GIVEN REQUEST: Select each line of the items below that contains the string "Target", matching case exactly.

-- START OF DATASET RECORDS --

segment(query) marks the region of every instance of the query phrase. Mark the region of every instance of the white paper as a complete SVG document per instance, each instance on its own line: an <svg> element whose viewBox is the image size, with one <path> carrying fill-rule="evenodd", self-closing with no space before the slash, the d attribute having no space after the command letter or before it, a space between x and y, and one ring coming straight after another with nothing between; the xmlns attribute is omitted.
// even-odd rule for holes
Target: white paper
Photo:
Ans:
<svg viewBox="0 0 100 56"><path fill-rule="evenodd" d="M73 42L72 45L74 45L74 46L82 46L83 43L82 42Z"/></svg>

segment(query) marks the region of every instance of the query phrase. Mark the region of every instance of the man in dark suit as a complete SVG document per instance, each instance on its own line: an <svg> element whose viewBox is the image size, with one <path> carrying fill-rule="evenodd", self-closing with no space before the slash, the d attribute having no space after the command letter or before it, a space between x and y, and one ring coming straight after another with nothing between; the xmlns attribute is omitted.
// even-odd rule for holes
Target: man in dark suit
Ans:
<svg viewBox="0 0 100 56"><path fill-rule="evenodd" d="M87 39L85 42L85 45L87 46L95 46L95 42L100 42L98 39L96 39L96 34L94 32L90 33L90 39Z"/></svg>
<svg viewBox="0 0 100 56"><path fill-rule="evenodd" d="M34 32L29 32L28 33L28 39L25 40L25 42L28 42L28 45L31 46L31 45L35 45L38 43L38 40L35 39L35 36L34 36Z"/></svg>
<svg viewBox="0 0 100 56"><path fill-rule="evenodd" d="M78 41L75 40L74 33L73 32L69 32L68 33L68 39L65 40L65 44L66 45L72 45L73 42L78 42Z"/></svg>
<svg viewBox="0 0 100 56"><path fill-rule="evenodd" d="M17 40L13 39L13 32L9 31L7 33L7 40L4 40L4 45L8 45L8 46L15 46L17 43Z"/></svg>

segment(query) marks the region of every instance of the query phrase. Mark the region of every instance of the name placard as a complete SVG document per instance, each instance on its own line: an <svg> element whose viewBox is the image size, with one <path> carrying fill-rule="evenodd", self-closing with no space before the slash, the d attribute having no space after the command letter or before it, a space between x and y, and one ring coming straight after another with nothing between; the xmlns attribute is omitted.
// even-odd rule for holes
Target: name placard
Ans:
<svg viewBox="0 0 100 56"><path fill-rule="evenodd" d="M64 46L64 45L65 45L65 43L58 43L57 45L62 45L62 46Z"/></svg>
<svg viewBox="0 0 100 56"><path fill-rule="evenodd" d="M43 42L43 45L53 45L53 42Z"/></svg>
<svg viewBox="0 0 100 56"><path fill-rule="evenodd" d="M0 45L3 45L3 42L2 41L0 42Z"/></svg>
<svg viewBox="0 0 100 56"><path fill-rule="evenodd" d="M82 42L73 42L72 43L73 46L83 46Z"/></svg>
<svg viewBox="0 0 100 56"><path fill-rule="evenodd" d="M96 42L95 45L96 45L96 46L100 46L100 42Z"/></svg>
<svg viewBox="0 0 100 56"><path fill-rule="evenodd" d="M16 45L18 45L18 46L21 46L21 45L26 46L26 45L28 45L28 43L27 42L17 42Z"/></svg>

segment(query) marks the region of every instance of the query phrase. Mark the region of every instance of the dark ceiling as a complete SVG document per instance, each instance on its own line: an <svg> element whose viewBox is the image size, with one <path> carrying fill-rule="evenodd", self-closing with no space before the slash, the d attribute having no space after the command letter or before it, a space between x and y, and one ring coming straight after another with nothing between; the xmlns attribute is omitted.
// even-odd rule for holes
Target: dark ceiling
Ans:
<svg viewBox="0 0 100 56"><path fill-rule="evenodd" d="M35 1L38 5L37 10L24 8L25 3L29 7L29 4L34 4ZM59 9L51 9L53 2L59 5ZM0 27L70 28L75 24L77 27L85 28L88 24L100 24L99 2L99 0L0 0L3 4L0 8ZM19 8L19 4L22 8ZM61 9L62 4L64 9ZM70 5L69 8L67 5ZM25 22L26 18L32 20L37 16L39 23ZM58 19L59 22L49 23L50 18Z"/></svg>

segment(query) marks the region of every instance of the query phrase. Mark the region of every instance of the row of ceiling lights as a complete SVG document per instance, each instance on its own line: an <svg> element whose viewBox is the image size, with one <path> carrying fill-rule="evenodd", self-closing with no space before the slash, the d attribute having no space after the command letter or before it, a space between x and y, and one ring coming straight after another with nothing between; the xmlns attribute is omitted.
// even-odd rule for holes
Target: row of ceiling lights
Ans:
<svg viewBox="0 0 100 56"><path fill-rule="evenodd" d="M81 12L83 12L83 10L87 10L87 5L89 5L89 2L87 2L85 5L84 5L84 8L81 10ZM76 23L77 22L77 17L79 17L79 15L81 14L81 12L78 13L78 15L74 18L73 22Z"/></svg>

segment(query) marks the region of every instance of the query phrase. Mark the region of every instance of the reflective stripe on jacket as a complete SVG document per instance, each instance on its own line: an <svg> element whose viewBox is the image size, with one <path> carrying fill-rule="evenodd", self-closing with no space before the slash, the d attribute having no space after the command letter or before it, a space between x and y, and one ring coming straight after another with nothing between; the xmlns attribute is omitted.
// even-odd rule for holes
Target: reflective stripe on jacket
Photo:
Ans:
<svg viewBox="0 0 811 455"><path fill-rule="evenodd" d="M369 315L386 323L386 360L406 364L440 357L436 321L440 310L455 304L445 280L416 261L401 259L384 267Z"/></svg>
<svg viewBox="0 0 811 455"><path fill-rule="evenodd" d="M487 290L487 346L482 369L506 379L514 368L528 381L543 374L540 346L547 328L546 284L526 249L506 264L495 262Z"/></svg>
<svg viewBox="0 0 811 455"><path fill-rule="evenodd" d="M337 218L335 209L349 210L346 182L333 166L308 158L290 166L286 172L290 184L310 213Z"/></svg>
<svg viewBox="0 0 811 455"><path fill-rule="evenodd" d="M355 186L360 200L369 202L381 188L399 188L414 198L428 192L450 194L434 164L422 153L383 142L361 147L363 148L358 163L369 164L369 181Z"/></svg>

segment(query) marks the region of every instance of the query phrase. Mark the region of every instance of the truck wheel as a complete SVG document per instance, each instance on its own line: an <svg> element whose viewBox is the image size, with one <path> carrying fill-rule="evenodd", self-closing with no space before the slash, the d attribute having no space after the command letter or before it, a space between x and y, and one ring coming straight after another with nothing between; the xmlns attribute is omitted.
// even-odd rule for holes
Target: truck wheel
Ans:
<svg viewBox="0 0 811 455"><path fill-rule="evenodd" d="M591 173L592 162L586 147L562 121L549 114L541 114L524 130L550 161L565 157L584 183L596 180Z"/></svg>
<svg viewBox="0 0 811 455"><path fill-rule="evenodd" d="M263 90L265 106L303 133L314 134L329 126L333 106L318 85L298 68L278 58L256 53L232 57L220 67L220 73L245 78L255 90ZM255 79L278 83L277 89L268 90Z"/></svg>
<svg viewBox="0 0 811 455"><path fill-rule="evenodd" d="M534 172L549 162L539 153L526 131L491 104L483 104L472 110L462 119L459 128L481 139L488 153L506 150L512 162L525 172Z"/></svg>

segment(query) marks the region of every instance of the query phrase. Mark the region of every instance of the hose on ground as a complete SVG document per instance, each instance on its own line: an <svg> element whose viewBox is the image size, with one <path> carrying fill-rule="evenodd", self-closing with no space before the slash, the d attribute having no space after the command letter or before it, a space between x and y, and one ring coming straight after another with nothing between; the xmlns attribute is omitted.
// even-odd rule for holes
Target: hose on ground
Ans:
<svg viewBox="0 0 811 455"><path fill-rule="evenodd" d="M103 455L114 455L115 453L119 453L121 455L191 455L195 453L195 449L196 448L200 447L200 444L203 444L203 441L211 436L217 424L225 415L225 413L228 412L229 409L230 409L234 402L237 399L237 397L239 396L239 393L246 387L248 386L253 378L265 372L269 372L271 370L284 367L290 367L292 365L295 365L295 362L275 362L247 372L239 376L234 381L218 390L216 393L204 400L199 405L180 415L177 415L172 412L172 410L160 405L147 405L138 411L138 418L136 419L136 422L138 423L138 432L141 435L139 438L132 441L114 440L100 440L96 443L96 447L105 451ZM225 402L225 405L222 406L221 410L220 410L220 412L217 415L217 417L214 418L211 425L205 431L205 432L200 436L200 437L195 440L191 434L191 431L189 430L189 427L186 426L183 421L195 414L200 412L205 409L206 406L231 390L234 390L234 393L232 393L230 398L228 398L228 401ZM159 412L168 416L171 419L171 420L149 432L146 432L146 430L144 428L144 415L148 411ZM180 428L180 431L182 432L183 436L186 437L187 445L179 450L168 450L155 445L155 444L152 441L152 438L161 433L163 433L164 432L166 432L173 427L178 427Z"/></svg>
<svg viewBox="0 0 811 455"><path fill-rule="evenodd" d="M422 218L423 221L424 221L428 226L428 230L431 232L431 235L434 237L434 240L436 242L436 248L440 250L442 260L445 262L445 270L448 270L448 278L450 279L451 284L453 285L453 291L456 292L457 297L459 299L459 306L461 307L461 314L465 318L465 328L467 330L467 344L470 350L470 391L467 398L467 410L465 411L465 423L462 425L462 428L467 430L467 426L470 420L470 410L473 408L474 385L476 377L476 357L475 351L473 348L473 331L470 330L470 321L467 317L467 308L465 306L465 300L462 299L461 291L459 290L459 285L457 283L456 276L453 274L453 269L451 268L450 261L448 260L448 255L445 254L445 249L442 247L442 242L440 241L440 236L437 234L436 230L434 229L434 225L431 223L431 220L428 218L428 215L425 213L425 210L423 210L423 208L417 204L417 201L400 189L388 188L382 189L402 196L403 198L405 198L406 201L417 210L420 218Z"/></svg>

-- END OF DATASET RECORDS --

WORKED SOLUTION:
Target: white paper
Target: man in dark suit
Target: name placard
Target: dark ceiling
Target: row of ceiling lights
Target: reflective stripe on jacket
Target: truck wheel
Target: hose on ground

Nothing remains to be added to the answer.